#### Aanwijsitems voor benoemde objecten:
========================================================================

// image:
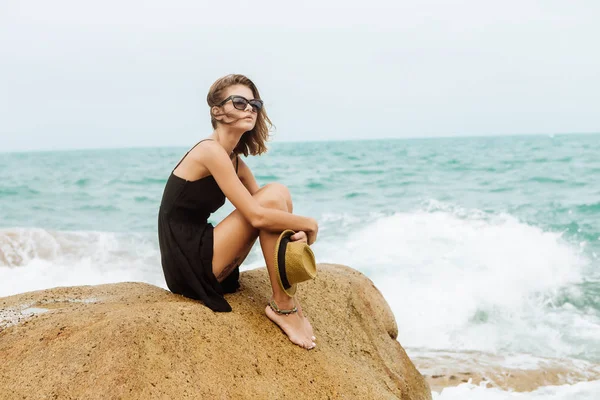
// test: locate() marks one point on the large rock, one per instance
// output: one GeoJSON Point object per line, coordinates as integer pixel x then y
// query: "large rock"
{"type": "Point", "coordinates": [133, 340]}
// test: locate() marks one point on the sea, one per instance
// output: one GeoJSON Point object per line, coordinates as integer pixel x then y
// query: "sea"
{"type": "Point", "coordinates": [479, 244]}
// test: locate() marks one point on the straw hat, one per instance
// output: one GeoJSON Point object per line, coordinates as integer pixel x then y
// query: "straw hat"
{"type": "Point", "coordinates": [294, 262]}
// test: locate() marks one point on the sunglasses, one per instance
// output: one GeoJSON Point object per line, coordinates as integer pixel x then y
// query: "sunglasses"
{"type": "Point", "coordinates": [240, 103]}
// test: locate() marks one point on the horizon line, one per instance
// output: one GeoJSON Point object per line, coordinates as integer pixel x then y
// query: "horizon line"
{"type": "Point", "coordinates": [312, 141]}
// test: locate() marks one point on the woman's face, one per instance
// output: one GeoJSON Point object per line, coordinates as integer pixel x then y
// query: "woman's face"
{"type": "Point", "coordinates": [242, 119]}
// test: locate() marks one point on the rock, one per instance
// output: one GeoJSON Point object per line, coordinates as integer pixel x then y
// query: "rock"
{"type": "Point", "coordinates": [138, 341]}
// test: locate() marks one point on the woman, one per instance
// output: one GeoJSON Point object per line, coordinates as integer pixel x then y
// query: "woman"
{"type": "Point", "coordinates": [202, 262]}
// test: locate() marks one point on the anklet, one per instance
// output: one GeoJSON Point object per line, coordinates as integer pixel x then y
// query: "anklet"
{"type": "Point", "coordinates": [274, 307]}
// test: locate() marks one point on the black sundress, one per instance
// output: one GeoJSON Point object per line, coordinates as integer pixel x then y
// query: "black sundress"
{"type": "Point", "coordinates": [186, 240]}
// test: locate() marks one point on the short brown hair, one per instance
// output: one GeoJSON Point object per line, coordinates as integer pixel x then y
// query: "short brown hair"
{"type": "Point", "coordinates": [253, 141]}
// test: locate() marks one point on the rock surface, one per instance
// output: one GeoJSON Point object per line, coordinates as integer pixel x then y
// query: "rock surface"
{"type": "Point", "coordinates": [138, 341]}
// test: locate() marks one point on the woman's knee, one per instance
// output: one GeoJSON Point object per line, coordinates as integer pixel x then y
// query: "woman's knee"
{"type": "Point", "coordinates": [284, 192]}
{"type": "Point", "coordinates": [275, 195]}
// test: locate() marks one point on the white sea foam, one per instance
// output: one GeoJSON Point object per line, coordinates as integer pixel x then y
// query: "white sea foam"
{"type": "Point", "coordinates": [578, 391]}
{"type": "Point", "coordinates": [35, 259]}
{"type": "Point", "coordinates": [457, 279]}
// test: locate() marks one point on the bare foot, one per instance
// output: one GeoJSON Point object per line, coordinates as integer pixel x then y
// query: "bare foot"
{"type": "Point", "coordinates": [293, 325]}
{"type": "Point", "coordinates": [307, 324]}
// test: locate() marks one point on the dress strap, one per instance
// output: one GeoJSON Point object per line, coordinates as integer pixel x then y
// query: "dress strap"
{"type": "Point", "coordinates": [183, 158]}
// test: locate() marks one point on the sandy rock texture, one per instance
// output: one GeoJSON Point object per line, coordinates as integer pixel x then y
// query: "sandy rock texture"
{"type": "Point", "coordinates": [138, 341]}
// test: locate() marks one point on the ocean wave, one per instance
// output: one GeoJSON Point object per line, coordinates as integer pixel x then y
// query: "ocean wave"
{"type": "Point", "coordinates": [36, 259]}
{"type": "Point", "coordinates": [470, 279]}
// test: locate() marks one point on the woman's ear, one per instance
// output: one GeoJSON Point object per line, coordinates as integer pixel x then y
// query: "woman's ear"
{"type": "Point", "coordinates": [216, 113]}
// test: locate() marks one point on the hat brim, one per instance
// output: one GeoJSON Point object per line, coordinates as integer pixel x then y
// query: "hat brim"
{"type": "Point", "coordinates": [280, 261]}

========================================================================

#### Korte opdracht:
Schrijf de regels van alle items hierboven woordelijk over, maar laat de afbeeldingen weg.

#### Oplossing opdracht:
// image:
// test: locate() marks one point on the large rock, one per instance
// output: one GeoJSON Point object per line, coordinates as integer pixel x then y
// query: "large rock"
{"type": "Point", "coordinates": [133, 340]}
// test: locate() marks one point on the sea, one per instance
// output: one GeoJSON Point object per line, coordinates as integer pixel x then y
// query: "sea"
{"type": "Point", "coordinates": [479, 244]}
// test: locate() marks one point on the straw hat, one per instance
// output: one GeoJSON Point object per line, coordinates as integer pixel x then y
// query: "straw hat"
{"type": "Point", "coordinates": [294, 262]}
// test: locate() marks one point on the sunglasses, one per instance
// output: one GeoJSON Point object per line, coordinates as integer pixel x then y
// query: "sunglasses"
{"type": "Point", "coordinates": [240, 103]}
// test: locate() marks one point on the horizon line, one per instance
// output: one GeoJSON Point object per line, coordinates as integer pixel x then y
// query: "horizon line"
{"type": "Point", "coordinates": [312, 141]}
// test: locate() marks one point on the woman's face, one per instance
// output: one GeoJSON Point object per line, coordinates as integer pixel x then y
// query: "woman's face"
{"type": "Point", "coordinates": [242, 119]}
// test: locate() marks one point on the rock, one per instance
// output: one GeoJSON Point object per line, coordinates as integer pixel x then y
// query: "rock"
{"type": "Point", "coordinates": [138, 341]}
// test: locate() marks one point on the woman, one per instance
// output: one GeoJSON Point object per line, coordinates as integer pixel x then y
// query: "woman"
{"type": "Point", "coordinates": [202, 262]}
// test: locate() marks one point on the anklet, one per instance
// output: one GeoJSON Point object per line, coordinates as integer pixel x then y
// query: "anklet"
{"type": "Point", "coordinates": [274, 307]}
// test: locate() marks one point on the black sundress, one per instance
// output: one GeoJSON Point object per line, coordinates as integer pixel x then y
// query: "black sundress"
{"type": "Point", "coordinates": [186, 240]}
// test: locate() marks one point on the short brown hair, one per instance
// output: one GeoJSON Point object per line, coordinates as integer pixel x then y
// query: "short brown hair"
{"type": "Point", "coordinates": [253, 141]}
// test: locate() marks one point on the rock surface, one per instance
// output: one GeoJSON Point object per line, coordinates as integer pixel x then y
// query: "rock surface"
{"type": "Point", "coordinates": [138, 341]}
// test: locate() marks one point on the woman's knee, one per instance
// output: one GeoJSON Point object per line, coordinates as integer pixel x then y
// query: "woman's knee"
{"type": "Point", "coordinates": [284, 192]}
{"type": "Point", "coordinates": [275, 195]}
// test: locate() marks one point on the white sea foam, one per instance
// output: one GeoJSON Point object per line, coordinates as integer pixel x then y
// query: "white sea foam"
{"type": "Point", "coordinates": [578, 391]}
{"type": "Point", "coordinates": [35, 259]}
{"type": "Point", "coordinates": [457, 279]}
// test: locate() marks one point on the bare foot, one per instance
// output: one GeoJSON Point object per line, coordinates as integer pixel x then y
// query: "bare foot"
{"type": "Point", "coordinates": [293, 325]}
{"type": "Point", "coordinates": [307, 324]}
// test: locate() marks one point on the dress strap, one per instance
// output: one GeoJSON Point object per line, coordinates as integer pixel x then y
// query: "dress strap"
{"type": "Point", "coordinates": [183, 158]}
// test: locate() marks one point on the sandy rock texture, one per instance
// output: one GeoJSON Point object per line, coordinates as integer pixel x then y
// query: "sandy rock texture"
{"type": "Point", "coordinates": [138, 341]}
// test: locate() marks one point on the ocean wave, one per instance
// output: one GeoJSON Point object per line, coordinates as integer pixel x then y
// query: "ocean wave"
{"type": "Point", "coordinates": [36, 259]}
{"type": "Point", "coordinates": [470, 279]}
// test: locate() marks one point on the woman's ear, one per instance
// output: one GeoJSON Point object per line, coordinates as integer pixel x then y
// query: "woman's ear"
{"type": "Point", "coordinates": [216, 113]}
// test: locate() marks one point on the hat brim, one per instance
// output: one GeoJSON Point object per line, coordinates as integer pixel x then y
// query: "hat brim"
{"type": "Point", "coordinates": [280, 261]}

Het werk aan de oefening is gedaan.